• **Dataset extract**
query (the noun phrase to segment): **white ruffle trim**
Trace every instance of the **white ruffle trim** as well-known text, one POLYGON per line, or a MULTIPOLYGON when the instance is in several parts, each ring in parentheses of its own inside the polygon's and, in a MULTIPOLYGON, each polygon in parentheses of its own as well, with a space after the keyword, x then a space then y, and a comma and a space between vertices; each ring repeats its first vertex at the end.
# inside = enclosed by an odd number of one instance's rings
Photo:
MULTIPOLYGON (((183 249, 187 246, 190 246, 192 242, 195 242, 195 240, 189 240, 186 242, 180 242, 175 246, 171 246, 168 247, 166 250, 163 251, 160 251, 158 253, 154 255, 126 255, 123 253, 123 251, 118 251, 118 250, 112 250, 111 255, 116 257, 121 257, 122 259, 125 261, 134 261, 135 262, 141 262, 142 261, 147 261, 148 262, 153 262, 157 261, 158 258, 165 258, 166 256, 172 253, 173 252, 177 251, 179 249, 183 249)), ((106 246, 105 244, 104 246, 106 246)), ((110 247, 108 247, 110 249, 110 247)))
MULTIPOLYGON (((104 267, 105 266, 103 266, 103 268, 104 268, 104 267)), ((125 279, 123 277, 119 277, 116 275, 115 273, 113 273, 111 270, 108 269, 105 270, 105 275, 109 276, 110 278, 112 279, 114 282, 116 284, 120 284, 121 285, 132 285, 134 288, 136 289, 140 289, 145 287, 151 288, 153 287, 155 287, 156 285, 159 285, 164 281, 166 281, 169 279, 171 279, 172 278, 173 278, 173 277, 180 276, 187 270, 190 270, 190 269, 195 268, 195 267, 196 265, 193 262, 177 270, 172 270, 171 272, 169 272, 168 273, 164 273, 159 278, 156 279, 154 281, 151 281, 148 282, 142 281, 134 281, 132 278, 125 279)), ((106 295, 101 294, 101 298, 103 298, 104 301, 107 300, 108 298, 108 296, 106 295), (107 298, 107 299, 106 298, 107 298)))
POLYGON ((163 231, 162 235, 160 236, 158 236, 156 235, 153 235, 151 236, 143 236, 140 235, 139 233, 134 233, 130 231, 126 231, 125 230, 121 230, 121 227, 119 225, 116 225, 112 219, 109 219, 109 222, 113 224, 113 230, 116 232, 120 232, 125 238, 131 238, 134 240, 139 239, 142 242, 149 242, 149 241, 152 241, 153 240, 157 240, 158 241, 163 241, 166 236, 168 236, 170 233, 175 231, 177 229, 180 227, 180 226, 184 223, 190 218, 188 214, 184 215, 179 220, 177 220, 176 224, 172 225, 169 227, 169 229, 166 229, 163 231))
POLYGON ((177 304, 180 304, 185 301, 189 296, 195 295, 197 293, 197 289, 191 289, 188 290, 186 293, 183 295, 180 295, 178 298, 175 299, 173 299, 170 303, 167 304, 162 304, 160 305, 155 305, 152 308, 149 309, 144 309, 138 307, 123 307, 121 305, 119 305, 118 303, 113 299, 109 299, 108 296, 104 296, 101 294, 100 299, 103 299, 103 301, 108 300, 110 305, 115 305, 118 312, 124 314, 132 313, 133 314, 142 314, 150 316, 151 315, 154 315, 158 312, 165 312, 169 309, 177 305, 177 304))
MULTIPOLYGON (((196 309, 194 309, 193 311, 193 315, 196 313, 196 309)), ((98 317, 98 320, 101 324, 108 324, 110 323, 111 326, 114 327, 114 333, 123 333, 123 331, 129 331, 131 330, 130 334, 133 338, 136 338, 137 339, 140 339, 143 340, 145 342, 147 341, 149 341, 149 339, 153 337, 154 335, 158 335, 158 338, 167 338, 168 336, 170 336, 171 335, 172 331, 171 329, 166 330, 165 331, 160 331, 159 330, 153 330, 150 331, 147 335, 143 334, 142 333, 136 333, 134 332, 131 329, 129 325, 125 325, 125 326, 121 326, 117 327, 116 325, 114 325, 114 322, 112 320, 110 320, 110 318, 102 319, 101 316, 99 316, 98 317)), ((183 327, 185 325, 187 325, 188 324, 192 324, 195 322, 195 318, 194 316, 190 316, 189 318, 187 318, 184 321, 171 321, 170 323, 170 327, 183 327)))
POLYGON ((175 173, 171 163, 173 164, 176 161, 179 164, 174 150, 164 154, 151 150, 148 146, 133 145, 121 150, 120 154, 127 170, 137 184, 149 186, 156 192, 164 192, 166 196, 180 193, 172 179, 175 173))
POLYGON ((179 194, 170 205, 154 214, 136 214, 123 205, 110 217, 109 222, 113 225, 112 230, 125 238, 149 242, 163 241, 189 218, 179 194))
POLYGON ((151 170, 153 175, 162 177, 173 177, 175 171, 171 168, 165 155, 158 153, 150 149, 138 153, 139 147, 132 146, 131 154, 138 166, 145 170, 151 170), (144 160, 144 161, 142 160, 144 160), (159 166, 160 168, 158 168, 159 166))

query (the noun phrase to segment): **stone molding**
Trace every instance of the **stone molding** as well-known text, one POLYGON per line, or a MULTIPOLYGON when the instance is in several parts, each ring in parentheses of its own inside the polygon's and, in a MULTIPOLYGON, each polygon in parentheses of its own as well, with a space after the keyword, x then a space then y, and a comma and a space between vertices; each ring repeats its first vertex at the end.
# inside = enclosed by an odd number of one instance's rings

• **Task brief**
Rewrite all of the data above, changing every "well-known text" to "WKT" and keeping everything else the same.

• **Response for this exercise**
query (the noun phrase to segment): **white ruffle trim**
Trace every instance of the **white ruffle trim** as WKT, one POLYGON per line, or a MULTIPOLYGON when the instance is in several parts, each ring in parentheses of its own inside the polygon's and, in a MULTIPOLYGON, each polygon in parentheses of its own as well, with a space after the keyword, x then a space then y, and a comma and a space between vertices; each ring repeats its first vertex at the end.
# inside = enclosed by an odd number of one instance's rings
Photo:
MULTIPOLYGON (((183 249, 187 246, 190 246, 192 242, 195 242, 195 240, 189 240, 186 242, 180 242, 175 246, 171 246, 168 247, 166 250, 163 251, 160 251, 158 253, 154 255, 126 255, 123 253, 123 251, 118 251, 118 250, 112 250, 111 255, 116 257, 121 257, 122 259, 125 261, 134 261, 135 262, 141 262, 142 261, 147 261, 148 262, 153 262, 157 261, 158 258, 165 258, 166 256, 172 253, 173 252, 177 251, 179 249, 183 249)), ((106 246, 105 244, 104 246, 106 246)), ((110 247, 108 247, 110 249, 110 247)))
MULTIPOLYGON (((104 267, 105 266, 103 266, 103 268, 104 268, 104 267)), ((125 279, 123 277, 119 277, 116 275, 115 273, 113 273, 111 270, 108 269, 105 270, 105 275, 109 276, 110 278, 112 279, 114 282, 116 284, 120 284, 121 285, 132 285, 134 288, 136 289, 140 289, 145 287, 151 288, 153 287, 155 287, 156 285, 159 285, 164 281, 166 281, 169 279, 171 279, 172 278, 173 278, 173 277, 180 276, 187 270, 190 270, 190 269, 195 268, 195 267, 196 265, 193 262, 177 270, 172 270, 171 272, 169 272, 168 273, 164 273, 159 278, 156 279, 154 281, 151 281, 148 282, 142 281, 134 281, 132 278, 125 279)), ((106 295, 101 294, 101 298, 103 298, 104 301, 107 300, 108 298, 108 296, 106 295), (107 298, 107 299, 106 298, 107 298)))
POLYGON ((163 231, 162 235, 160 236, 158 236, 156 235, 153 235, 151 236, 143 236, 140 235, 139 233, 134 233, 130 231, 126 231, 125 230, 121 230, 121 227, 119 225, 116 225, 112 219, 109 219, 109 222, 113 224, 113 230, 116 232, 120 232, 125 238, 131 238, 134 240, 139 239, 142 242, 149 242, 149 241, 152 241, 153 240, 157 240, 158 241, 163 241, 166 236, 168 236, 170 233, 175 231, 177 229, 180 227, 180 226, 184 223, 190 218, 188 214, 184 215, 179 220, 177 220, 176 224, 172 225, 169 227, 169 229, 166 229, 163 231))
POLYGON ((177 304, 180 304, 185 301, 189 296, 195 295, 197 293, 197 289, 191 289, 188 290, 186 293, 183 295, 180 295, 178 298, 175 299, 173 299, 170 303, 167 304, 162 304, 160 305, 155 305, 152 308, 149 309, 144 309, 138 307, 123 307, 121 305, 119 305, 118 303, 113 299, 109 299, 108 296, 104 296, 101 294, 100 299, 103 299, 103 301, 108 300, 110 305, 115 305, 118 312, 124 314, 132 313, 133 314, 142 314, 150 316, 151 315, 154 315, 158 312, 165 312, 169 309, 177 305, 177 304))
MULTIPOLYGON (((196 309, 194 309, 193 311, 193 315, 196 313, 196 309)), ((98 317, 98 320, 101 324, 108 324, 110 323, 111 326, 114 327, 114 333, 123 333, 123 331, 129 331, 131 330, 130 334, 133 338, 136 338, 137 339, 140 339, 143 340, 145 342, 147 341, 149 341, 149 339, 153 337, 154 335, 158 335, 158 338, 167 338, 168 336, 170 336, 171 335, 172 331, 171 329, 166 330, 165 331, 160 331, 159 330, 153 330, 150 331, 147 335, 143 334, 142 333, 136 333, 134 332, 131 329, 129 325, 125 325, 125 326, 121 326, 117 327, 116 325, 114 325, 114 322, 112 320, 110 320, 110 318, 102 319, 101 316, 99 316, 98 317)), ((183 327, 185 325, 187 325, 188 324, 192 324, 195 322, 195 318, 194 316, 190 316, 189 318, 187 318, 184 321, 171 321, 170 323, 170 327, 183 327)))
POLYGON ((175 173, 171 163, 173 164, 176 161, 179 164, 174 150, 164 154, 151 150, 148 146, 133 145, 121 150, 120 154, 127 170, 137 184, 149 186, 156 192, 164 192, 166 196, 180 193, 172 179, 175 173))
POLYGON ((179 194, 170 205, 154 214, 136 214, 123 205, 110 217, 109 222, 113 225, 112 230, 125 238, 149 242, 163 241, 189 218, 179 194))
POLYGON ((151 170, 153 175, 162 177, 173 177, 175 171, 171 168, 165 155, 158 153, 150 149, 138 153, 139 147, 132 146, 131 154, 138 166, 145 170, 151 170), (144 160, 144 161, 142 160, 144 160), (159 166, 160 168, 158 168, 159 166))

query (the noun phrase to segment): **stone molding**
Trace every instance of the **stone molding** as WKT, one POLYGON per line, or a MULTIPOLYGON when the instance is in several parts, each ring in parentheses of its own inside the polygon's and, in a MULTIPOLYGON, each polygon in parentheses of its own as well, with a space after the keyword, x then a space then y, and a comma and a space between vertices; each ring repeats its first vertex at the end.
# inside = enclosed by an odd number of one instance's rings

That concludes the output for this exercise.